[Excerpt from a dataset]
= = = = = = =
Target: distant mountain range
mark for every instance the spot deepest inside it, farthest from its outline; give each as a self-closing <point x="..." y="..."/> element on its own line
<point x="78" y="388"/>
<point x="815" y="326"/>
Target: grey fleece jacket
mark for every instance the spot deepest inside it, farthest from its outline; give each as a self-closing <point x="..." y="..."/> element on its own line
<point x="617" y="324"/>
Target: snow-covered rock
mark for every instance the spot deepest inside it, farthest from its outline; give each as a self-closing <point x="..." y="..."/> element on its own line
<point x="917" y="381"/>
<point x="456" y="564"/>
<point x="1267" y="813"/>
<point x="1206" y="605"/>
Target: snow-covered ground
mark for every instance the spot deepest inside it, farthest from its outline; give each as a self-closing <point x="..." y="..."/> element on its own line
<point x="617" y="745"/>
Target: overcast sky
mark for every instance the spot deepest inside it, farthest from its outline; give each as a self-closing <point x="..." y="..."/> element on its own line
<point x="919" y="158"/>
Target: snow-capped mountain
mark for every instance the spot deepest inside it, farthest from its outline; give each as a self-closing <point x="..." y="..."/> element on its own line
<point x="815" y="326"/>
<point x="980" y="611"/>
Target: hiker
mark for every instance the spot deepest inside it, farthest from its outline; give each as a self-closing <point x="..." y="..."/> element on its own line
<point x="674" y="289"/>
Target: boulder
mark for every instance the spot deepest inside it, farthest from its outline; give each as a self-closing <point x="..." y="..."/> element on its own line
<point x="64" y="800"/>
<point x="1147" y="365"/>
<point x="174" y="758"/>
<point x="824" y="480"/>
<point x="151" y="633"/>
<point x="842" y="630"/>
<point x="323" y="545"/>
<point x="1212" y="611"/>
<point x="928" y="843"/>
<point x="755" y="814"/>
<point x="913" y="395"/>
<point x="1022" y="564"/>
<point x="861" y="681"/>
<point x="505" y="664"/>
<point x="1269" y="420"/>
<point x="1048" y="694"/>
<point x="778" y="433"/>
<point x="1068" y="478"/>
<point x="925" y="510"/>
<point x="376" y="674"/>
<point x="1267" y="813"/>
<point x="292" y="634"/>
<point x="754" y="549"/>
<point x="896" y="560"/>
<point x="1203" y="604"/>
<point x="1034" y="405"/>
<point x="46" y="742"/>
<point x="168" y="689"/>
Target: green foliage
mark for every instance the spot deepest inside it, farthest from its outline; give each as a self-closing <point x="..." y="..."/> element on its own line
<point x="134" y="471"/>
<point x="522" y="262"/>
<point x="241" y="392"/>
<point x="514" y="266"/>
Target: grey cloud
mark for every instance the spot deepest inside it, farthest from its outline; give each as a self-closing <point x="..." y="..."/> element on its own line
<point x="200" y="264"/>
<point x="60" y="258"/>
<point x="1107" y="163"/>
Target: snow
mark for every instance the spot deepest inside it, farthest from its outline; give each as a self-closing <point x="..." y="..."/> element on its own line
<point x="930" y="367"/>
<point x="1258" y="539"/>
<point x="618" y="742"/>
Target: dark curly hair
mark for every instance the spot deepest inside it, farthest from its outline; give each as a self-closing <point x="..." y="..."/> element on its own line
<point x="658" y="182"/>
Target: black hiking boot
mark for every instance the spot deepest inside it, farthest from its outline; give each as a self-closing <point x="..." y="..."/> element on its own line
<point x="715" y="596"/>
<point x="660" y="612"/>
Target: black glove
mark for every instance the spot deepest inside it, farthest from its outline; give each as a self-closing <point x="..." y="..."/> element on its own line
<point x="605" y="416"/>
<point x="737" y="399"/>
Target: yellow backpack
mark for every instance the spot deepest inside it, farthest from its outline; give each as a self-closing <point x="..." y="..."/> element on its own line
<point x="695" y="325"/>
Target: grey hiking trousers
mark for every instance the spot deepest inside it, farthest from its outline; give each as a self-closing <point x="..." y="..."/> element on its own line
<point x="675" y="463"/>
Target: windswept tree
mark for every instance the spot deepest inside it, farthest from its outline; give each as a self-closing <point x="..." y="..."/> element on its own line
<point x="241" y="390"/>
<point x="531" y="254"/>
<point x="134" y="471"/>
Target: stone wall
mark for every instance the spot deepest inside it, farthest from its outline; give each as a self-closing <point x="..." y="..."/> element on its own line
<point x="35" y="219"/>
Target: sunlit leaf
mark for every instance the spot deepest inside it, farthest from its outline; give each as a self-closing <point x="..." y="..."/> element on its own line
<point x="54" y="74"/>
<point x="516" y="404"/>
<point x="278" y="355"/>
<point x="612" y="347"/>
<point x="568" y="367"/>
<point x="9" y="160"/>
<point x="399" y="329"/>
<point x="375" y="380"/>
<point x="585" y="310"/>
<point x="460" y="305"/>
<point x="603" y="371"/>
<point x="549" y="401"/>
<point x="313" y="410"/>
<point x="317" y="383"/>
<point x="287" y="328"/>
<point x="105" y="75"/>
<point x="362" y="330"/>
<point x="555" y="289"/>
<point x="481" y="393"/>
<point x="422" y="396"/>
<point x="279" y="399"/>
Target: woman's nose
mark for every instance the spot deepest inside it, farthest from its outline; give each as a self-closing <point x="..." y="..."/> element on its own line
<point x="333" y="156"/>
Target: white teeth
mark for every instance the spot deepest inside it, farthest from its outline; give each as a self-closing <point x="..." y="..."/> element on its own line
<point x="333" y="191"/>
= = = = = = =
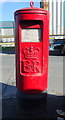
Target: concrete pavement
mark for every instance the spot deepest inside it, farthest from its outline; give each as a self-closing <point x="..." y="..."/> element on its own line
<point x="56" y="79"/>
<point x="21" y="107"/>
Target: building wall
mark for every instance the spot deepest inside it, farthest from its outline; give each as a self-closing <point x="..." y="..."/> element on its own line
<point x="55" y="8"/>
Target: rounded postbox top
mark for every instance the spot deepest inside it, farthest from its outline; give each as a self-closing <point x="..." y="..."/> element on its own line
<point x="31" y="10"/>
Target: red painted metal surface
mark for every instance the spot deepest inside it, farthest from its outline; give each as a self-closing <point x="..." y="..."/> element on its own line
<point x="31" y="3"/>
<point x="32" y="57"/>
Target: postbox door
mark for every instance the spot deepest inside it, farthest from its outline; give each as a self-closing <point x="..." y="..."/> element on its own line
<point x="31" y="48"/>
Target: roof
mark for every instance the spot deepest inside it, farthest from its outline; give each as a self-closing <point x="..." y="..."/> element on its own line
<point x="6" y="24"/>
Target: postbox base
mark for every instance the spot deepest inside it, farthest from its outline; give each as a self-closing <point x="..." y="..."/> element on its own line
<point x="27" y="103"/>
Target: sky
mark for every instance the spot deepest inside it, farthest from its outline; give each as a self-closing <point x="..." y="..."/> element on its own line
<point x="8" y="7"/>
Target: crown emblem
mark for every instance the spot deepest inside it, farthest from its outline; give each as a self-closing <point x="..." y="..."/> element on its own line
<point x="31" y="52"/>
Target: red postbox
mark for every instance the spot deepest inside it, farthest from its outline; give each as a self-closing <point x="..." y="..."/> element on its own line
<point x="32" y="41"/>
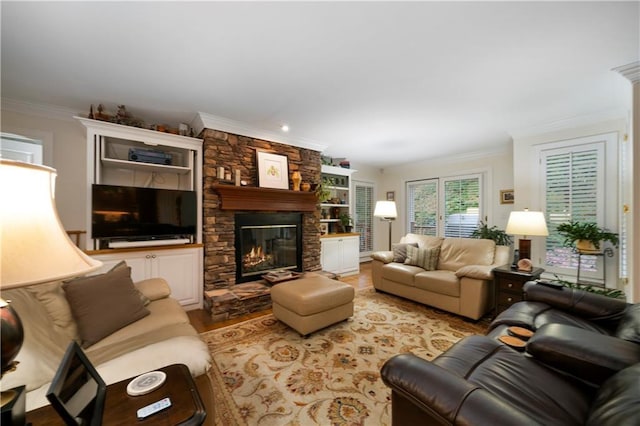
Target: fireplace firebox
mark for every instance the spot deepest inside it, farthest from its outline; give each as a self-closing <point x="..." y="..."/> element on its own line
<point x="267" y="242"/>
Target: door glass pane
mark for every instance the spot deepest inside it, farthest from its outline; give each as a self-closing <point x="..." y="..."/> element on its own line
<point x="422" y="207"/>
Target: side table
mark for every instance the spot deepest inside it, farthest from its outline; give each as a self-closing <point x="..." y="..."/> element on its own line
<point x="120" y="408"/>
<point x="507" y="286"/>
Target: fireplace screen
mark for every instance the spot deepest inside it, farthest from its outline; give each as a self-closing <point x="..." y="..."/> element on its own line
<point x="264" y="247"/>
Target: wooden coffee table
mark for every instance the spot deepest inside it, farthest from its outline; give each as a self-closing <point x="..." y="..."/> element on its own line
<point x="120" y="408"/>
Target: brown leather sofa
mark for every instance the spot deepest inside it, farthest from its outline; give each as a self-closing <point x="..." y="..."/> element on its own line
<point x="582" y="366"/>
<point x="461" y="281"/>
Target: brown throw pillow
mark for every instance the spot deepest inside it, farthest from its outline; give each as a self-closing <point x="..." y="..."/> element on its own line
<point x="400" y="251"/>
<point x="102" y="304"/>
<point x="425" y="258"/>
= = = = = = =
[REQUIRED WORK]: Identify every line in the records above that contains the word "table" and copy each one. Case matters.

[RESPONSE TO THE EXERCISE]:
Target: side table
Target: wooden coffee table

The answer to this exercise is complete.